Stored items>
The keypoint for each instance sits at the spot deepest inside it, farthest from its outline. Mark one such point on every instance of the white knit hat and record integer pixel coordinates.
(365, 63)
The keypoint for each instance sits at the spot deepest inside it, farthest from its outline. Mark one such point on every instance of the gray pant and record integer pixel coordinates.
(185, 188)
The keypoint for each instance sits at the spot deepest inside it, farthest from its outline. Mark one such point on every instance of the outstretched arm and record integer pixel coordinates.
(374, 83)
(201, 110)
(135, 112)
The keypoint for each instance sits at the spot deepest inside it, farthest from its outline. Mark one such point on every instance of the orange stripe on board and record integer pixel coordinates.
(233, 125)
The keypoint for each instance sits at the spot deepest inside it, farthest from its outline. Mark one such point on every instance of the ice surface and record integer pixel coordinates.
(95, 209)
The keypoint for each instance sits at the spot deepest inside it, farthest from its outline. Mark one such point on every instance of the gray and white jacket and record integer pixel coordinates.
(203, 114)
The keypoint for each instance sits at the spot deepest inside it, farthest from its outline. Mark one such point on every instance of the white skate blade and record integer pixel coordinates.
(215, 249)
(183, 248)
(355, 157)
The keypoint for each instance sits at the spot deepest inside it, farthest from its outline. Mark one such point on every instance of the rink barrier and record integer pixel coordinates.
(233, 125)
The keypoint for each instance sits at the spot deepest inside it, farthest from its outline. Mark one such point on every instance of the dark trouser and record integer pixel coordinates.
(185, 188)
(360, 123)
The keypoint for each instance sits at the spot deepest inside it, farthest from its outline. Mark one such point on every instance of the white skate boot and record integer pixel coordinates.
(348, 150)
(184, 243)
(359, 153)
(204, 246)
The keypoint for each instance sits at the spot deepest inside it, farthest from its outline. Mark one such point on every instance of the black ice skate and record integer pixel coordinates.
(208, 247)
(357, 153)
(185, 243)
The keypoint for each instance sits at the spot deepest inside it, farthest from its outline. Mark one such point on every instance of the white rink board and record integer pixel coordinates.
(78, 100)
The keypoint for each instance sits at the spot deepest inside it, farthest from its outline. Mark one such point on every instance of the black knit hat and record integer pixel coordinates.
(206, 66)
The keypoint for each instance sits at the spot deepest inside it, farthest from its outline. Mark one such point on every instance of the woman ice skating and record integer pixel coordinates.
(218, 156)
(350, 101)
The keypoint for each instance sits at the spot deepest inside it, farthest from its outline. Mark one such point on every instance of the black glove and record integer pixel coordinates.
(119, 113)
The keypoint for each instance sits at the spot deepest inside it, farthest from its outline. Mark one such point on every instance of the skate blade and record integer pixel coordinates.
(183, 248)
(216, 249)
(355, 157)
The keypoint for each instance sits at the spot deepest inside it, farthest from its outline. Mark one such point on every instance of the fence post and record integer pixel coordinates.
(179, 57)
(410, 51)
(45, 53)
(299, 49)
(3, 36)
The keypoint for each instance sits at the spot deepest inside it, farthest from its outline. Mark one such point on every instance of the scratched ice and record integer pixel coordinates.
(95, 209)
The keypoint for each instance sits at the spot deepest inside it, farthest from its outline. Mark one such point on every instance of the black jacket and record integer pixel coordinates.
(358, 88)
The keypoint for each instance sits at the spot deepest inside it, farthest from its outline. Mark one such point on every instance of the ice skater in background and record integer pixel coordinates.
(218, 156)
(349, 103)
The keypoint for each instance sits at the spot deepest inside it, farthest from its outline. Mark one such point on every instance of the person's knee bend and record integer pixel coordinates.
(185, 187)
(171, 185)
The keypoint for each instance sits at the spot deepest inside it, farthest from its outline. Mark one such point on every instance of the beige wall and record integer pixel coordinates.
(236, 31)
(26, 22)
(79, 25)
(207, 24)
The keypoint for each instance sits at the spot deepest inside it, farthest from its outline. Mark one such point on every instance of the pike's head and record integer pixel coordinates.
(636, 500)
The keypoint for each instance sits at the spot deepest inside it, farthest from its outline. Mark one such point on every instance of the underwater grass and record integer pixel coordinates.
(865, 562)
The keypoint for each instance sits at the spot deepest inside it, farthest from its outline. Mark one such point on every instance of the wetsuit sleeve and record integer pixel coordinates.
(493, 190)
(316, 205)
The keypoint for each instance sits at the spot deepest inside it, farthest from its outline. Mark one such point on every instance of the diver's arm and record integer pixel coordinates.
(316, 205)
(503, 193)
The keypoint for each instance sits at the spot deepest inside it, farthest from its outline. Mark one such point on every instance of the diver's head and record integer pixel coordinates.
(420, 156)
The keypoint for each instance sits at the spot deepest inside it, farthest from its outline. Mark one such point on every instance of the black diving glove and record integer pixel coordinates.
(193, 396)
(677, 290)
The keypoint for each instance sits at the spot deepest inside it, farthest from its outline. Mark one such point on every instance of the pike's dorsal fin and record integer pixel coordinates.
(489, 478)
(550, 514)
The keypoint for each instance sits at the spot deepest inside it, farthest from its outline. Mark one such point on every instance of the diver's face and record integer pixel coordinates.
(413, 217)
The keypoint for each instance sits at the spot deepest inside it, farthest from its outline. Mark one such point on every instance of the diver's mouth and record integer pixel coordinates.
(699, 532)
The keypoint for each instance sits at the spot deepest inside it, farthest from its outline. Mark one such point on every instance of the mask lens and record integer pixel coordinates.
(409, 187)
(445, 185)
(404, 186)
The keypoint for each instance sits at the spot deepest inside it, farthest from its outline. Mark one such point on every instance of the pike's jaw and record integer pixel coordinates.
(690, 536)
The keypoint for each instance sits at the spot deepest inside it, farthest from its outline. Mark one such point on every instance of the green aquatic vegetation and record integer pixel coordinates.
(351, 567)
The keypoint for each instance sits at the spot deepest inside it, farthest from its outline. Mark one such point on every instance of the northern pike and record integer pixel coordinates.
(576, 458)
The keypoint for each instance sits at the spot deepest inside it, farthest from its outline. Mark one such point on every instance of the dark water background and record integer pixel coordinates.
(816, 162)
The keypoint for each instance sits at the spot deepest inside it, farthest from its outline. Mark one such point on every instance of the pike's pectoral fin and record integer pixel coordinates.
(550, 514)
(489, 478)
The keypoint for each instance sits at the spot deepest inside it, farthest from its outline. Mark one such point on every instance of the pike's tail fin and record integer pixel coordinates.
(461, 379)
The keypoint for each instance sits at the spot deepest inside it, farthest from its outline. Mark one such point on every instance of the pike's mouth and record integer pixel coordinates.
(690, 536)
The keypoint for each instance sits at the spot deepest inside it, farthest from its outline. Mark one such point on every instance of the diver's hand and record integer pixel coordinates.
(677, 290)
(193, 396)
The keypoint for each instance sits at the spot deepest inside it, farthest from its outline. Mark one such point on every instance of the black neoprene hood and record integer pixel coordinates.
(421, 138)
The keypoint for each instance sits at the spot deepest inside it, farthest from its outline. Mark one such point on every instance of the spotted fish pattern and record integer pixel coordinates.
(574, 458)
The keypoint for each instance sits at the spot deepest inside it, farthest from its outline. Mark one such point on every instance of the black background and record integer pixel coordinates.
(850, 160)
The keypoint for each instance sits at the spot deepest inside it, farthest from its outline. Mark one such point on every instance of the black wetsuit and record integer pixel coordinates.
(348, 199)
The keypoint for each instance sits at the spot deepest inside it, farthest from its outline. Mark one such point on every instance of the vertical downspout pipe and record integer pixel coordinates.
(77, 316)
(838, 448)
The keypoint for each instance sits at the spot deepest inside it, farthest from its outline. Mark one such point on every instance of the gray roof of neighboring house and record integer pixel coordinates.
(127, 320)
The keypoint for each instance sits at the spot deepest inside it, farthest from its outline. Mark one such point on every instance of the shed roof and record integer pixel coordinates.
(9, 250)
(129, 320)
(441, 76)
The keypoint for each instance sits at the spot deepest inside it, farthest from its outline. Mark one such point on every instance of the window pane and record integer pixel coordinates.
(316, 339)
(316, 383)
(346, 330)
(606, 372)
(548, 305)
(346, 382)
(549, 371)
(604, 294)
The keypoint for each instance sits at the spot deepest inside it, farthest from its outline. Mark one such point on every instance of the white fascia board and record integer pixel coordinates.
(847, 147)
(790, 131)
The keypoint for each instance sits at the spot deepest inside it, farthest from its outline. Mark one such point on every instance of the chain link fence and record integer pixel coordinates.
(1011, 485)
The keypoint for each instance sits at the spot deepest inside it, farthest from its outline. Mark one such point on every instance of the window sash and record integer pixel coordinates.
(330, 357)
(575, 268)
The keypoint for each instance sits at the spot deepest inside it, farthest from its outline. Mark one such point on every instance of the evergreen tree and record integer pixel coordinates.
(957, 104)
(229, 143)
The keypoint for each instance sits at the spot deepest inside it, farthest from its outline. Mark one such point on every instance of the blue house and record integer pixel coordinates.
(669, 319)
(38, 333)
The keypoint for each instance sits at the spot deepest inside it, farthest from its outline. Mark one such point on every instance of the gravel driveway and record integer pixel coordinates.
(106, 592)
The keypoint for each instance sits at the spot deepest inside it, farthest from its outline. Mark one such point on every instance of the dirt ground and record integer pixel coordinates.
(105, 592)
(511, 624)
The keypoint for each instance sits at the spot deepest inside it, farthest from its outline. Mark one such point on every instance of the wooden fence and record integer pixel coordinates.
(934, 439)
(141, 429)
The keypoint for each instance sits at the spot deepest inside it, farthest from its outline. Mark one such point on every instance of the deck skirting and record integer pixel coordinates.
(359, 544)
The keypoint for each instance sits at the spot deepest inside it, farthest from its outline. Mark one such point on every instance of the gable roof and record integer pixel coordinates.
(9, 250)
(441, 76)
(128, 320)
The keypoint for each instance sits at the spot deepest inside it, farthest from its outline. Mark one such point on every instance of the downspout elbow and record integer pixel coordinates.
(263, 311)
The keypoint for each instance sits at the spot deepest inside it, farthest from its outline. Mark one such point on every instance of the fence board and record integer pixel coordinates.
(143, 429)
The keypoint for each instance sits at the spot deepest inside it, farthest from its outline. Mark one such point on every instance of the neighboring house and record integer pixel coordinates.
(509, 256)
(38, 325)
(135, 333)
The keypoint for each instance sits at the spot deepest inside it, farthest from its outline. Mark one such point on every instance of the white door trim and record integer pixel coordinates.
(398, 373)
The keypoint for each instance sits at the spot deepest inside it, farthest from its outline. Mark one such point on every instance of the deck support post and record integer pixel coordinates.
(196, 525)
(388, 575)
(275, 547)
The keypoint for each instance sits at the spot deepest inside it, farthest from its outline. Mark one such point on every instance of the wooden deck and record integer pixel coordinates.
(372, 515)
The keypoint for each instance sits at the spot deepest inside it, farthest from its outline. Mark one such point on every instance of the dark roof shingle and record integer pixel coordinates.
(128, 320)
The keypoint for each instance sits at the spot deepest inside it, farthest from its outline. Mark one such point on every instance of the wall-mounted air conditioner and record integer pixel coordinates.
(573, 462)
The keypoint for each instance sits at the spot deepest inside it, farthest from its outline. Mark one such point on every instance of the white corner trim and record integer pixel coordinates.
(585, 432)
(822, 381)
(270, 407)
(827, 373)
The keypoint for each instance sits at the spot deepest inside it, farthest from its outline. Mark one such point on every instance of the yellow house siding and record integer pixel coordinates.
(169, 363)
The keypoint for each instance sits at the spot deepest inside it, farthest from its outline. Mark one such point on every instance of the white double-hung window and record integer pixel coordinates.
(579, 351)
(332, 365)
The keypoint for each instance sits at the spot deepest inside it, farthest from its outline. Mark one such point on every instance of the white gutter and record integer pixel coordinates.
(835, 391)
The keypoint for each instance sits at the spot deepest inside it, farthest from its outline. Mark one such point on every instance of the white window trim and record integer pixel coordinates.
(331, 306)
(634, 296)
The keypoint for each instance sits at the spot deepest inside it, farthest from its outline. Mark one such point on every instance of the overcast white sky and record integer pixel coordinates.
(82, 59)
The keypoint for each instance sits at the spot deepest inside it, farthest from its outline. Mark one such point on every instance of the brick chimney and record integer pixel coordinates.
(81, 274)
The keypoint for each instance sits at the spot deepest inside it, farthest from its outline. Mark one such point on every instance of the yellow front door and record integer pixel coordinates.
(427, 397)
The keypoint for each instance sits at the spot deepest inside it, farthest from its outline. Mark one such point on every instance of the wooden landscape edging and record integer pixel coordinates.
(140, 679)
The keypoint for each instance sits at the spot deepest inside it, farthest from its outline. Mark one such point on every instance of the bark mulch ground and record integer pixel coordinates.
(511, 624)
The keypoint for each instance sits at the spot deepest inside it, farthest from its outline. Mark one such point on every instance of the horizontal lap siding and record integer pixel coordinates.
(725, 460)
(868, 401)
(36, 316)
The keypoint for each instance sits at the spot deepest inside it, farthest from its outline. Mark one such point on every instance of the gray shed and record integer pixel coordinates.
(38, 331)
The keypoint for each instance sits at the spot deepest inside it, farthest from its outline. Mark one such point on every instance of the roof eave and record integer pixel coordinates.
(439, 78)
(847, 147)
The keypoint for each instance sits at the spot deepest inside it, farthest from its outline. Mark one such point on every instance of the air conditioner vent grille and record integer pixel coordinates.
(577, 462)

Assignment>
Retype exactly, and only, the lines that run from the one with "grille and record integer pixel coordinates." through the final line of the entries.

Output of the task>
The keypoint for each instance sits at the spot deepest inside it, farthest from its outline. Mark one such point on every instance of the air conditioner vent grille and record integer pixel coordinates.
(577, 462)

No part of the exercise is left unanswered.